— START OF INPUT MATERIAL —
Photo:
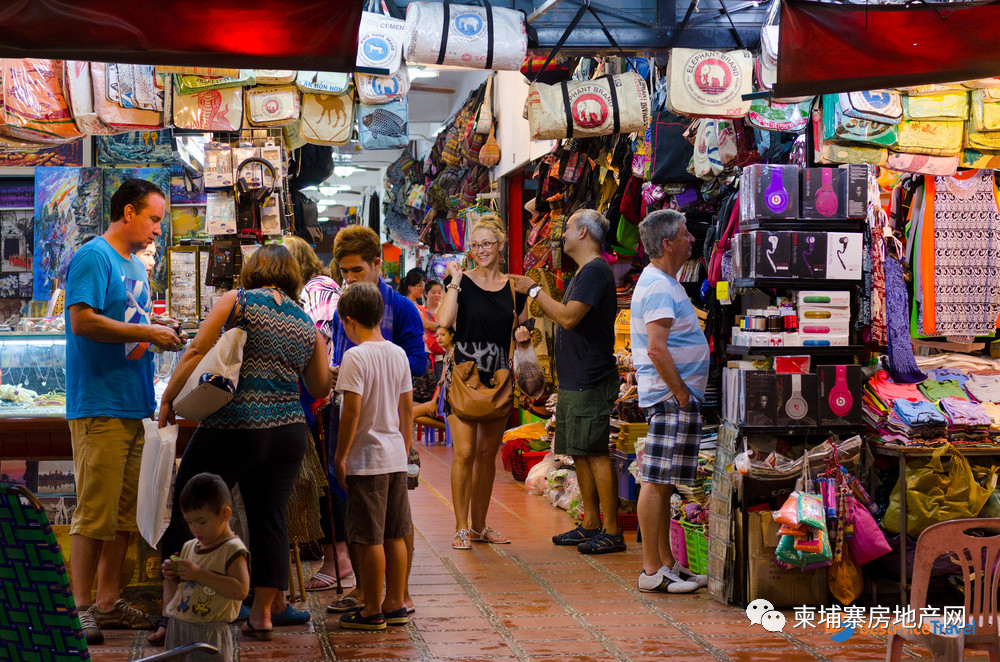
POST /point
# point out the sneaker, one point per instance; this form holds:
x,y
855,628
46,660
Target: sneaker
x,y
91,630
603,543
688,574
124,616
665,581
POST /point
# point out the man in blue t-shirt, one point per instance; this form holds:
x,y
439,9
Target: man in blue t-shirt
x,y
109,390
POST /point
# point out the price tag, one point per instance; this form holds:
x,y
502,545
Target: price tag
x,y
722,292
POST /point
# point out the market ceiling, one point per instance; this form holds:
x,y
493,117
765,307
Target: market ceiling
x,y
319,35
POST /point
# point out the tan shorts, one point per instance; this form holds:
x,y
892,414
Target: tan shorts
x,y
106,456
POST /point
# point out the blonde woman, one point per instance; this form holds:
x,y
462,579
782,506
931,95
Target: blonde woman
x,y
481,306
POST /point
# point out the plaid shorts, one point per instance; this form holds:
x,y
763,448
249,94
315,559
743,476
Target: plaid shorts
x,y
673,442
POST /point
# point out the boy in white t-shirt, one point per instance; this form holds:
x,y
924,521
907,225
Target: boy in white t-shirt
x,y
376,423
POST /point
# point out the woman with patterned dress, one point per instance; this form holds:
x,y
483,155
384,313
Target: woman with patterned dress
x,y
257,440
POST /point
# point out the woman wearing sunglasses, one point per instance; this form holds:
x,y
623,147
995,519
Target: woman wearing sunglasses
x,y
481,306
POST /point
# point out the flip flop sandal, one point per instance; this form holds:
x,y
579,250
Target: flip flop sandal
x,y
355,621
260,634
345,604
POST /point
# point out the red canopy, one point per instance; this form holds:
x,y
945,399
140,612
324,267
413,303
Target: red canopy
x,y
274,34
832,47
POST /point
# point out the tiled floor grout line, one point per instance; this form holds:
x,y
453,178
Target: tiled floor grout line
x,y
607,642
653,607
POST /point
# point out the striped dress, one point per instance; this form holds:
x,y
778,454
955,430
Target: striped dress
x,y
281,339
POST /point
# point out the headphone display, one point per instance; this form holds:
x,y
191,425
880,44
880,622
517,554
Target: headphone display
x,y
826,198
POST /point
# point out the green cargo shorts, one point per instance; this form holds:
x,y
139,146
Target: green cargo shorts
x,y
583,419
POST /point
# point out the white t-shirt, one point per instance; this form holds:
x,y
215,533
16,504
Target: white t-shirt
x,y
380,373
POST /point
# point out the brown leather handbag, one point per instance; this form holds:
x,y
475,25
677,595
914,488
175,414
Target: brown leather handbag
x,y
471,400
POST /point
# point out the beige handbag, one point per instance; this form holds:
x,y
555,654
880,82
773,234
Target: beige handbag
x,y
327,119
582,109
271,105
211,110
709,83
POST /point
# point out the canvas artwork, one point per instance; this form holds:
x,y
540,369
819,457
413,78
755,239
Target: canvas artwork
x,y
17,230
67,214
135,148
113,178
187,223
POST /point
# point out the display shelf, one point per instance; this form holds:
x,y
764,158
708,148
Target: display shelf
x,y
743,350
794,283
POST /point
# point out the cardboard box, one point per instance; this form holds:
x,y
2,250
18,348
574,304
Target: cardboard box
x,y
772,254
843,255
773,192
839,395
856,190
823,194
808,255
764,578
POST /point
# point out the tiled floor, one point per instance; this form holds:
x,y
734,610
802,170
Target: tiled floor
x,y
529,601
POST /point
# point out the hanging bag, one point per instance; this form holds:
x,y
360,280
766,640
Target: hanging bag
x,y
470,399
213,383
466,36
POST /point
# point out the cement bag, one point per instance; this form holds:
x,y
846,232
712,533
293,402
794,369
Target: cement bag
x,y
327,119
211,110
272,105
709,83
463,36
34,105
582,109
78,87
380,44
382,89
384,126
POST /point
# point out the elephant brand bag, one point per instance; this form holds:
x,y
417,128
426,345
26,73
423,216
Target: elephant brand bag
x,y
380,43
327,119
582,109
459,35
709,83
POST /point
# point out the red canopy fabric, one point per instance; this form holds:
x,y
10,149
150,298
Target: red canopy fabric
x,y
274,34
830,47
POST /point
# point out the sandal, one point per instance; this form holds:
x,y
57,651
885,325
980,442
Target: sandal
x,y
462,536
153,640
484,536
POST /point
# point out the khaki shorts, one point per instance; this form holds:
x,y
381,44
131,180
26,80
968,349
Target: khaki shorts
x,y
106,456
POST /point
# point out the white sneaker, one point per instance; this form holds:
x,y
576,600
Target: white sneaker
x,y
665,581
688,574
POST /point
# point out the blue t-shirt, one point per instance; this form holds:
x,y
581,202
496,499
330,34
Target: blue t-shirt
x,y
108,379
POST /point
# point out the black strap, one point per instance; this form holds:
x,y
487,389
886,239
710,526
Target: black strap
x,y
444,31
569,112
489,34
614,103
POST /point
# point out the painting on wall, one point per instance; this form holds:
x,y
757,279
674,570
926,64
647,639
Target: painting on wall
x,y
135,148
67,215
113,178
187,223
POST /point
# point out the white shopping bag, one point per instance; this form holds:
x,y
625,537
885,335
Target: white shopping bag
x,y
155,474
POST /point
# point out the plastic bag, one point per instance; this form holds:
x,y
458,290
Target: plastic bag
— END OF INPUT MATERIAL —
WRITTEN REQUEST = Extract every line of the records above that contains the word "hanging", matching case exactly.

CORRECT OUTPUT =
# point out the hanging bag, one point per instance; this form holds:
Target: hanging bag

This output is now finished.